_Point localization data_
○ ○ ○ ○

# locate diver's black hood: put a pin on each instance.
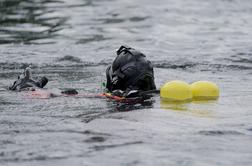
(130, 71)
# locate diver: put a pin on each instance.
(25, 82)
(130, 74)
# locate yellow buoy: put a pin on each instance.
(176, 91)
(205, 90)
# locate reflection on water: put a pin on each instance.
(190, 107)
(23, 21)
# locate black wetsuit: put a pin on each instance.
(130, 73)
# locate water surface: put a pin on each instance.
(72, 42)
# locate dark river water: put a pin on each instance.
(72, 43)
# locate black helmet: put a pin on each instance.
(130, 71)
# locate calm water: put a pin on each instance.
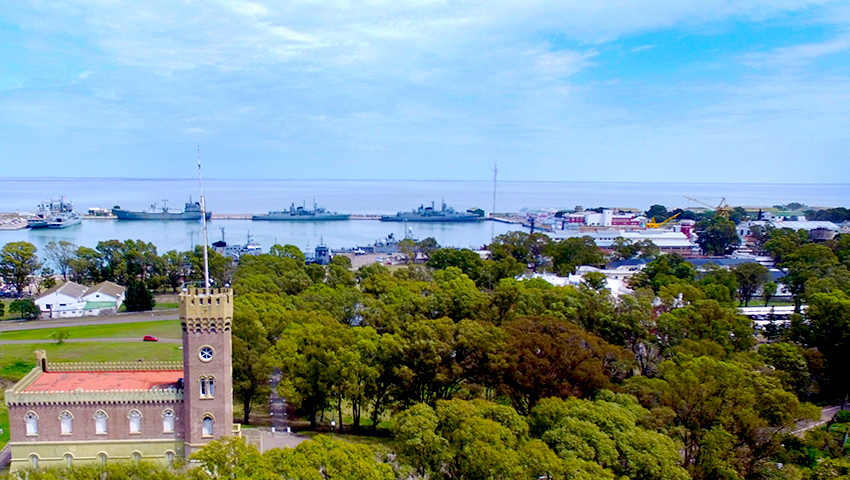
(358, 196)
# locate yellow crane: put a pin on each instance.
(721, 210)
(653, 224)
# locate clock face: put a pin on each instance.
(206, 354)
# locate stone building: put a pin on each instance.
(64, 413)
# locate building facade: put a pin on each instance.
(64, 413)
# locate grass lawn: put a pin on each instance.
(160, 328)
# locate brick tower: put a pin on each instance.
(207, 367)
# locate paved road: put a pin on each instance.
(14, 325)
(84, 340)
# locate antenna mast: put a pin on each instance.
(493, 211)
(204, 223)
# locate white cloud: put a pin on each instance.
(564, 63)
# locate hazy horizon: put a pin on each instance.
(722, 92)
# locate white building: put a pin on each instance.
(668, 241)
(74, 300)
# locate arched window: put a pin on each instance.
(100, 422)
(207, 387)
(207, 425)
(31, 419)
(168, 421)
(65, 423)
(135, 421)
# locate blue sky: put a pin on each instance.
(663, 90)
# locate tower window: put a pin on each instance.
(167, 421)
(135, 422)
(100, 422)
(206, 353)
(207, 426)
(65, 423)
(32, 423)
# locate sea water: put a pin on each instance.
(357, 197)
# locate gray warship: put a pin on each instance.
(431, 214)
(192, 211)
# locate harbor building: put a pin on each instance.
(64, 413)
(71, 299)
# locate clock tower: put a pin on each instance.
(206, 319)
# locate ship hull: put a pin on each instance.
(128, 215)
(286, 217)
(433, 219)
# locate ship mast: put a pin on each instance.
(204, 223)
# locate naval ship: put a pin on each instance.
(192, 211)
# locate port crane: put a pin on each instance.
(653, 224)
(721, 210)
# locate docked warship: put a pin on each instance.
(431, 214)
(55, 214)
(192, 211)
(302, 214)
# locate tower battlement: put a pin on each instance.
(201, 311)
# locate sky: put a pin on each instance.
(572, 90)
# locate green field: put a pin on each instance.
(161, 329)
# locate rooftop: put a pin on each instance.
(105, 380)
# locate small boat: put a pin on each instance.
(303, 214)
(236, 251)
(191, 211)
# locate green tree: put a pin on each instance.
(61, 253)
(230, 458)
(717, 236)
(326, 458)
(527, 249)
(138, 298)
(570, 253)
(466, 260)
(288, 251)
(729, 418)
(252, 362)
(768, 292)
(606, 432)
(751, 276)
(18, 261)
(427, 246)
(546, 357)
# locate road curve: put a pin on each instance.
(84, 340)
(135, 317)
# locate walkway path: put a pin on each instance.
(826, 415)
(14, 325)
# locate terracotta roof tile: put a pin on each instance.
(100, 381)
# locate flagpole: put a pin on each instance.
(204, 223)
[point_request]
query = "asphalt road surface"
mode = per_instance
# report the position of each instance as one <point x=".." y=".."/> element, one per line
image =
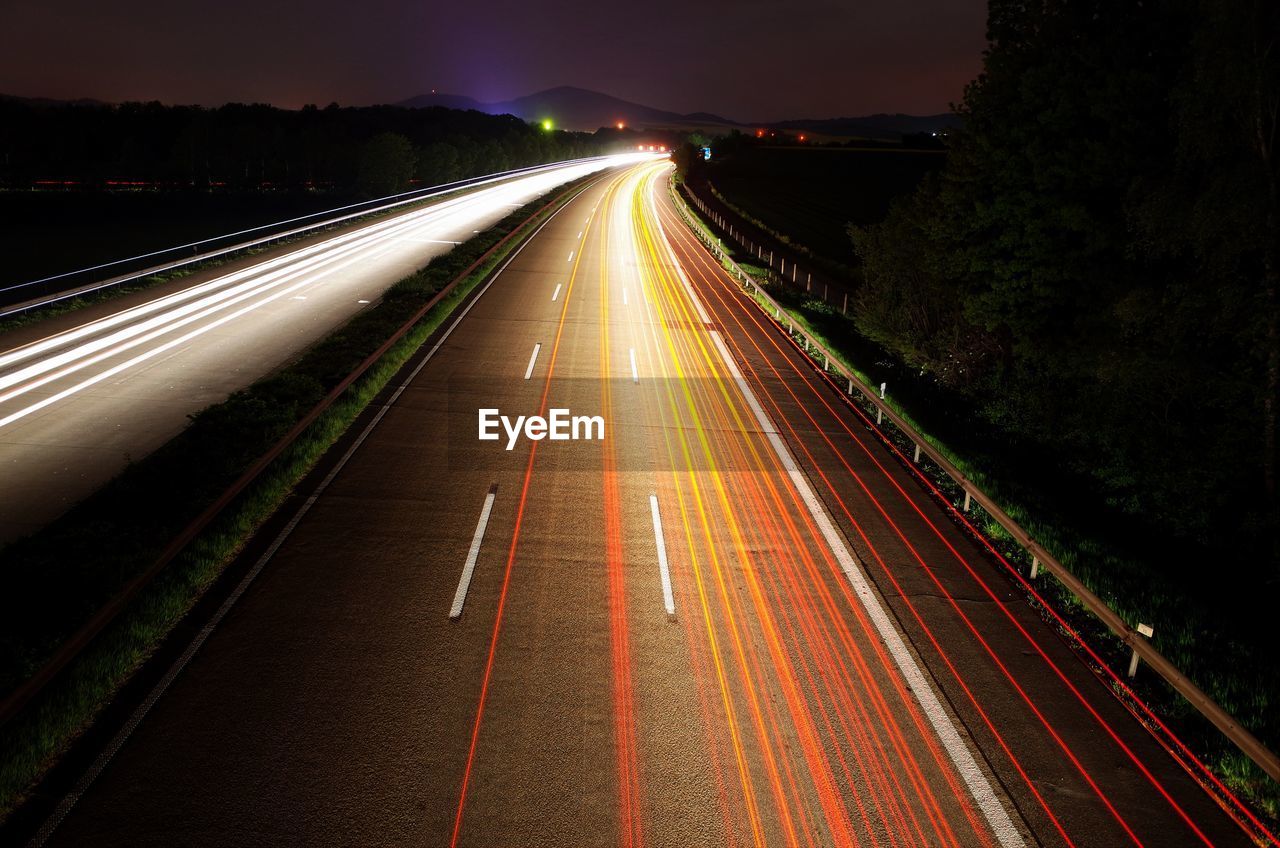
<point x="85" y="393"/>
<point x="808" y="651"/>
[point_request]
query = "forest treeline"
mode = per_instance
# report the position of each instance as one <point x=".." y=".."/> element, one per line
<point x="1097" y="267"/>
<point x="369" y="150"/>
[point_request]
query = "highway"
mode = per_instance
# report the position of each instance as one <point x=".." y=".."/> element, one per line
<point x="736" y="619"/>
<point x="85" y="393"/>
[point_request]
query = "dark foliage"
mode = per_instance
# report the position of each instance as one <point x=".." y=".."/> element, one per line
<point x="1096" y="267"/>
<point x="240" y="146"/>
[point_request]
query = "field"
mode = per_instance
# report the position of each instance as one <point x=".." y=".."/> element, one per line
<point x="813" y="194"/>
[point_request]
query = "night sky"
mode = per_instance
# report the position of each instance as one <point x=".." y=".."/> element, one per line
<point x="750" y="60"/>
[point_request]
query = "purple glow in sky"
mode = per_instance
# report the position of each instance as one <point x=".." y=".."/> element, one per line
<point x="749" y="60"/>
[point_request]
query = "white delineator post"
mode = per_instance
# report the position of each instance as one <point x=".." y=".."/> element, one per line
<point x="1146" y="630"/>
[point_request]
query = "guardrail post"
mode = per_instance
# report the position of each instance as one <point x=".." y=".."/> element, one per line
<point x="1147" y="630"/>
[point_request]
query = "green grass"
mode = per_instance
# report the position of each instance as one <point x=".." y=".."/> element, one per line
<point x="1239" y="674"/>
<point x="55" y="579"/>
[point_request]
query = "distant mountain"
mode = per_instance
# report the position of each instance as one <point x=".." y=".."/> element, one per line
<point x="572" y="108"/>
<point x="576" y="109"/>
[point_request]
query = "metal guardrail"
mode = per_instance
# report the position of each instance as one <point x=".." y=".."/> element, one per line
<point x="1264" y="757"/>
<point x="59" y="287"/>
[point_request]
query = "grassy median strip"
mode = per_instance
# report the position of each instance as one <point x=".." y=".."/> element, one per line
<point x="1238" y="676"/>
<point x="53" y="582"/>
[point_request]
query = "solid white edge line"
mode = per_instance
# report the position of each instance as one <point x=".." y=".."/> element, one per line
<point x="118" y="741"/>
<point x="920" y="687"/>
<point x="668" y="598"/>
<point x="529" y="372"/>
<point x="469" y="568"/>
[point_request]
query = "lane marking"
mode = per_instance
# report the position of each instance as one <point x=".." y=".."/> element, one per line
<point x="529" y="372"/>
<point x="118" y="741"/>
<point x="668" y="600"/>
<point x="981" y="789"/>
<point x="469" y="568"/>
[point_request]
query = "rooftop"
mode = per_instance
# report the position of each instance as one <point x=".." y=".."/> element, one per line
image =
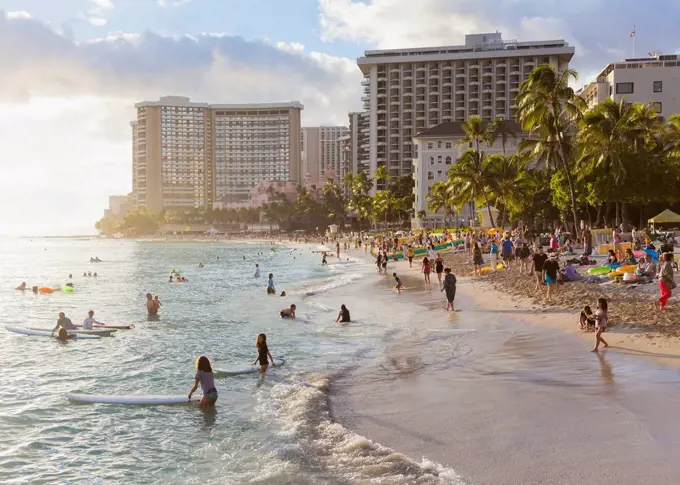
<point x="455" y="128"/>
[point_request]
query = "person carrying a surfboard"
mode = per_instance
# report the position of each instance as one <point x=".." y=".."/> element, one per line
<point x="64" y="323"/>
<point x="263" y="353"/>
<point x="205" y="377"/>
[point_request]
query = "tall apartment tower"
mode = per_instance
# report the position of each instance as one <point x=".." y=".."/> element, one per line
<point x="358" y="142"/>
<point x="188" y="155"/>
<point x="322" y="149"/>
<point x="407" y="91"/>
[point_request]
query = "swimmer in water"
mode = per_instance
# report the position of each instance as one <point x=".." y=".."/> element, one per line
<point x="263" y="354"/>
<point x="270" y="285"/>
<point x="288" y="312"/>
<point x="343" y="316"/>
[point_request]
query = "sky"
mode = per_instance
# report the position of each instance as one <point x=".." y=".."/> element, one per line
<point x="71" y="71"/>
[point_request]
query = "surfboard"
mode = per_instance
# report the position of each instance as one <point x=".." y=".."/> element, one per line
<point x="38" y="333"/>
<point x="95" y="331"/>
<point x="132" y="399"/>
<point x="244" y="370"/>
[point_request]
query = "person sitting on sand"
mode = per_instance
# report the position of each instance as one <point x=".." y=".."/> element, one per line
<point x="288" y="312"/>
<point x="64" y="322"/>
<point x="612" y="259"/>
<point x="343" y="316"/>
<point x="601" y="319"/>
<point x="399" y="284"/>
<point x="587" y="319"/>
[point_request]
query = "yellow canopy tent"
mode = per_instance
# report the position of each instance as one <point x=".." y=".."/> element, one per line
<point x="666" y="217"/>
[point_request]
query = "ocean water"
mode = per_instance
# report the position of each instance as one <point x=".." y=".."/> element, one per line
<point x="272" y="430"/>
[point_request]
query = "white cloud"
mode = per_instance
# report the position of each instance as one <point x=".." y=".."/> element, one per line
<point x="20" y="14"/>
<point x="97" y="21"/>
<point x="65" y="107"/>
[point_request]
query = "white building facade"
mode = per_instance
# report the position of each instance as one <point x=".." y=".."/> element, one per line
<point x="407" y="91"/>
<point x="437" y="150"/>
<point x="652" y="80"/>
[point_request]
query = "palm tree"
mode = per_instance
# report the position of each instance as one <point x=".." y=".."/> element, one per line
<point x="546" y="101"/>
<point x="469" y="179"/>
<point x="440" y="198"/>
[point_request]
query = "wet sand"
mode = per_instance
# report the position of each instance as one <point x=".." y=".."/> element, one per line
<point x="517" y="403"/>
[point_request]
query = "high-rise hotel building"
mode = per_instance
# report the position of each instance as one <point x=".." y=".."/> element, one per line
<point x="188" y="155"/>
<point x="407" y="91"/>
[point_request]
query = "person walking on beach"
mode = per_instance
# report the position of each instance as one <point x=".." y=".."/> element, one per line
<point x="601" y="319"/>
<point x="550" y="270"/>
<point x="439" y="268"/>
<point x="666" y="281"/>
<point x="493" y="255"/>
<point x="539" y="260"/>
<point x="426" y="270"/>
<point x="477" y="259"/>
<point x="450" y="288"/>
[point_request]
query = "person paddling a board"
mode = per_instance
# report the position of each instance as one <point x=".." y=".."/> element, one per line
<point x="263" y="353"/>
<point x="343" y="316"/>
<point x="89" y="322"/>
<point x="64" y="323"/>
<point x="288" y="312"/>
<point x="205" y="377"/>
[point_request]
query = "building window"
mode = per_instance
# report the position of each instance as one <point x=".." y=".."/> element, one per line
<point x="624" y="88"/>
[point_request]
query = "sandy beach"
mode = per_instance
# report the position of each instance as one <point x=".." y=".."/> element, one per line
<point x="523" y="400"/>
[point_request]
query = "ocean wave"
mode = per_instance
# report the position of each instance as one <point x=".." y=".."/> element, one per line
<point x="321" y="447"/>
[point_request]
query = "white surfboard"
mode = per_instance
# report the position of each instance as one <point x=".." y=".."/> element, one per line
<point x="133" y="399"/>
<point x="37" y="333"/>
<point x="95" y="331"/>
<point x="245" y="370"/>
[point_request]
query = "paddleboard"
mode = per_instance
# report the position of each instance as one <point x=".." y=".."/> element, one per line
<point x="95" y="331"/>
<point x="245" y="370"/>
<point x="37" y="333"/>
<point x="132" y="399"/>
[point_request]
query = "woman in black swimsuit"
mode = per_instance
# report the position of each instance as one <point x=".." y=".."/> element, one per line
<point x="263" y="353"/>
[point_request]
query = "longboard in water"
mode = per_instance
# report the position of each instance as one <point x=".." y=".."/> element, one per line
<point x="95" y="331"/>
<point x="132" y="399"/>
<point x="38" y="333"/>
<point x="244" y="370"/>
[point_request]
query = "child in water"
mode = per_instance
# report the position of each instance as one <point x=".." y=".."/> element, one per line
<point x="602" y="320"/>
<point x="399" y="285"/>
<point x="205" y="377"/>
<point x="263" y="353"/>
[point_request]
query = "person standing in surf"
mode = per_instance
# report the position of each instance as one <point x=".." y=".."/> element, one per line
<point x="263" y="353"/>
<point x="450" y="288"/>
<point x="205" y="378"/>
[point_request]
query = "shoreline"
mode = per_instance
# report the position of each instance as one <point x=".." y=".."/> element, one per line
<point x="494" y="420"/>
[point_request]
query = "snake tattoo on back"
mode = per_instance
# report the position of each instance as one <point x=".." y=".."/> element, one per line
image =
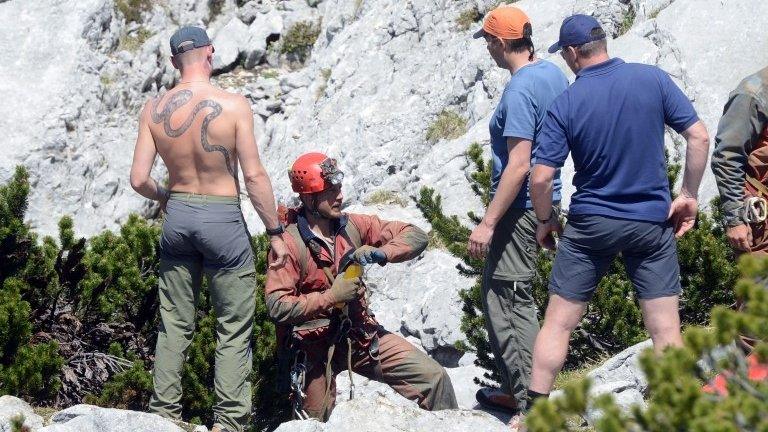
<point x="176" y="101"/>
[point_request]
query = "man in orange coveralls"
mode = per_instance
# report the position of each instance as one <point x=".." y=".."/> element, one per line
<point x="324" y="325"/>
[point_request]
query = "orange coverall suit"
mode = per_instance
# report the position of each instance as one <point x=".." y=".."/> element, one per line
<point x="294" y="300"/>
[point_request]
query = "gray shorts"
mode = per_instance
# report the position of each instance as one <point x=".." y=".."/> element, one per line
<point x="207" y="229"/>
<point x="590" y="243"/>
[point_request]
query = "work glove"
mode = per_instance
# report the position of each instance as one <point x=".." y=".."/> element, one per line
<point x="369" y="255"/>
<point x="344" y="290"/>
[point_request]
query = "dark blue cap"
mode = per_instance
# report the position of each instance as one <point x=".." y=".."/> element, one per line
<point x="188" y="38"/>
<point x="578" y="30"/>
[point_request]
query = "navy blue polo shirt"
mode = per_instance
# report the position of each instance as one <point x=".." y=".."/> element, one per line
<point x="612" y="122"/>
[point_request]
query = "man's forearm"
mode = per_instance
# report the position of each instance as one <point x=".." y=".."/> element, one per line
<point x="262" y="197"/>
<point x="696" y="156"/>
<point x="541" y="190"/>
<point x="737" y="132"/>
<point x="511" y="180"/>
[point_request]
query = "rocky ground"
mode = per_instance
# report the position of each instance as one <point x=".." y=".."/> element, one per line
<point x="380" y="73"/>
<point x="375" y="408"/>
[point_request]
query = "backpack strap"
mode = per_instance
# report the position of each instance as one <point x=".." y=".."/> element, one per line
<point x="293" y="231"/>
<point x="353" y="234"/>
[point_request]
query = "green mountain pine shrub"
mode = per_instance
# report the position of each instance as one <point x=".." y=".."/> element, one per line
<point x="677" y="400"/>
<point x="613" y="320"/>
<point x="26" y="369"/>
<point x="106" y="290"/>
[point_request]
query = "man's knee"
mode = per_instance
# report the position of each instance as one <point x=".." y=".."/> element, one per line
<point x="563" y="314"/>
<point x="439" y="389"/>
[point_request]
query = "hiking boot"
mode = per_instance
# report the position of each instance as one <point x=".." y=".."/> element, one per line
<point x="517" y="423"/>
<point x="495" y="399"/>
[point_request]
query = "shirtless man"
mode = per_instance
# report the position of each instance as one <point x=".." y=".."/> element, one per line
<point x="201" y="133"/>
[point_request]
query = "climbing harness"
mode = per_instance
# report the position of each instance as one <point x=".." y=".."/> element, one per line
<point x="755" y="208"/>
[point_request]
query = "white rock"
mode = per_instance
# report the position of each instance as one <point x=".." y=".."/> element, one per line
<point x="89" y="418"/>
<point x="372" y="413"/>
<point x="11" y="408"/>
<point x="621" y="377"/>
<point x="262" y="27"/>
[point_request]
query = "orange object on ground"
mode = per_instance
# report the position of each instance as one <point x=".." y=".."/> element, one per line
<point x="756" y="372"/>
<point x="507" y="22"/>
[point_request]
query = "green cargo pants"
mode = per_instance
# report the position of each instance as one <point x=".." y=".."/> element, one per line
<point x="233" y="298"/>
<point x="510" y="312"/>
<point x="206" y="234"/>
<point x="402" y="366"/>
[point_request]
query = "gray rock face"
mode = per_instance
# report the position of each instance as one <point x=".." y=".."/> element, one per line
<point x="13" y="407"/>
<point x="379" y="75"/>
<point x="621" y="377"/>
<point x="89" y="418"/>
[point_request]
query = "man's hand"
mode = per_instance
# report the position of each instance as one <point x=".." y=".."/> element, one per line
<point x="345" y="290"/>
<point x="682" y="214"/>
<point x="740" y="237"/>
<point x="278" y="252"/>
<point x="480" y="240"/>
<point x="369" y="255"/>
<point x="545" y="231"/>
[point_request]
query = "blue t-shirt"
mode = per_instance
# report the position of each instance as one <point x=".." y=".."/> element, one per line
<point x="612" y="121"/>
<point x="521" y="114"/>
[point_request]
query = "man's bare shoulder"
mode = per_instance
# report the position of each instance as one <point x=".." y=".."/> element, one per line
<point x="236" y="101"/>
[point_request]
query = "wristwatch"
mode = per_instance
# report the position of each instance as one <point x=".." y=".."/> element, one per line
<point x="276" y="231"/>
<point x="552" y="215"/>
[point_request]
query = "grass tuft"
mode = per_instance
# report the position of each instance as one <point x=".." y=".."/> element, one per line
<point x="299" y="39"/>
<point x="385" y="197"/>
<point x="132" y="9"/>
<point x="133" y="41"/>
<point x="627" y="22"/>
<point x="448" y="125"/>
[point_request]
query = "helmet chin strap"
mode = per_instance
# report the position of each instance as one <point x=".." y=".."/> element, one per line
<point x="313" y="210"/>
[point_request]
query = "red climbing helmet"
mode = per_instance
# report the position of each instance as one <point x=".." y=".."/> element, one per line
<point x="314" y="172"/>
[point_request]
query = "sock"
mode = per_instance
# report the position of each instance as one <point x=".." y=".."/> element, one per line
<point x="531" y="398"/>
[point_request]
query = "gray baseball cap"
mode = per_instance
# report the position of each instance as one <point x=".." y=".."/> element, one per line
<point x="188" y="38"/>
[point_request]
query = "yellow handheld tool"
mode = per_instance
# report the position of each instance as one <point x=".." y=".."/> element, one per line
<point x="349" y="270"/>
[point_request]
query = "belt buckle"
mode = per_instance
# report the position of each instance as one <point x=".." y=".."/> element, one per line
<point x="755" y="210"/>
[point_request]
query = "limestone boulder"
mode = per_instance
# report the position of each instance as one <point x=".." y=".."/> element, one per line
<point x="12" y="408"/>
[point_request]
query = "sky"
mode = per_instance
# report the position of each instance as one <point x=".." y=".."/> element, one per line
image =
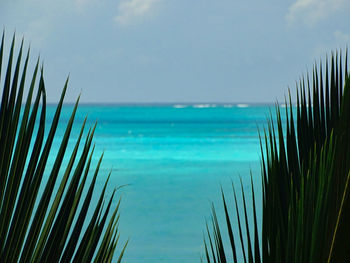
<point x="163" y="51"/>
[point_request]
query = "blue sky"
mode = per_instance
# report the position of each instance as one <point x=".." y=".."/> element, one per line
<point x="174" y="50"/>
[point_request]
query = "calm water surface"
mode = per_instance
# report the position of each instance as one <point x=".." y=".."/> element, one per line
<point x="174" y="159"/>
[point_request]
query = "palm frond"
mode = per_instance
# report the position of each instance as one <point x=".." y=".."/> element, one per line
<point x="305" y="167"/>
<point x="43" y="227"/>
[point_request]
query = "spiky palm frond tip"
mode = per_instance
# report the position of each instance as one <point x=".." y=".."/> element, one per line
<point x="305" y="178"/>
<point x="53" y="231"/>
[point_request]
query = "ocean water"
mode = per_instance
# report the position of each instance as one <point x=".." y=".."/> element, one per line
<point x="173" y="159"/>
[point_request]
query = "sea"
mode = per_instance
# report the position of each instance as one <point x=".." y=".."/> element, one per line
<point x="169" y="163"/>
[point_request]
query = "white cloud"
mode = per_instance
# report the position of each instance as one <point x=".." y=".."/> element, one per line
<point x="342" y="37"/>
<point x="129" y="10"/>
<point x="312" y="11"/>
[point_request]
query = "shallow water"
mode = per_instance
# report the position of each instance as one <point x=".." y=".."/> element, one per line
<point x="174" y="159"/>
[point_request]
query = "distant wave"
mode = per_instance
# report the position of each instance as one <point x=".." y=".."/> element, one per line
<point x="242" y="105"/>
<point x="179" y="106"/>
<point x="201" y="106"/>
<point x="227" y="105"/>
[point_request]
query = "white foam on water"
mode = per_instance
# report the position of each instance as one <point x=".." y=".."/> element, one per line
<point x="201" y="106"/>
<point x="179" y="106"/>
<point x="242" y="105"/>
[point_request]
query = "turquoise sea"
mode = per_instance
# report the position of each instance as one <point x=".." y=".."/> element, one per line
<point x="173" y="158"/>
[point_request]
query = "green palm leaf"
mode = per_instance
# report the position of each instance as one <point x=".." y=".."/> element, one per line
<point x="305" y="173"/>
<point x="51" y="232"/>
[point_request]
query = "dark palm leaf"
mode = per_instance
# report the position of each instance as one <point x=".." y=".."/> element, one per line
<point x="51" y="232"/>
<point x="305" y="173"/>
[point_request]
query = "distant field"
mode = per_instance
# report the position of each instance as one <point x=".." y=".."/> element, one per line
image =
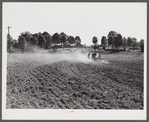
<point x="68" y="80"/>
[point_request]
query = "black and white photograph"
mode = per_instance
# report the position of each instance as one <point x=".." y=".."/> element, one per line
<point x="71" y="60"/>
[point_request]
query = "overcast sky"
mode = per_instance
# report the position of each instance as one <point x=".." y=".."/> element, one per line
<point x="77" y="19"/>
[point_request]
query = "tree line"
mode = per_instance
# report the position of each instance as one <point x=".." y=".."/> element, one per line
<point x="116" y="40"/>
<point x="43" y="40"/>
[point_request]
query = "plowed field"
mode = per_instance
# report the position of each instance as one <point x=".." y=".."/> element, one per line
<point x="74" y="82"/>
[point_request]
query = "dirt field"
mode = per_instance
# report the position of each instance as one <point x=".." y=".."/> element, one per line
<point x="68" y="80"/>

○ ○ ○ ○

Within the data above, filter for lines containing the word "climbing" and copy each one.

_Exercise solution_
query = "climbing harness"
query = "red climbing helmet"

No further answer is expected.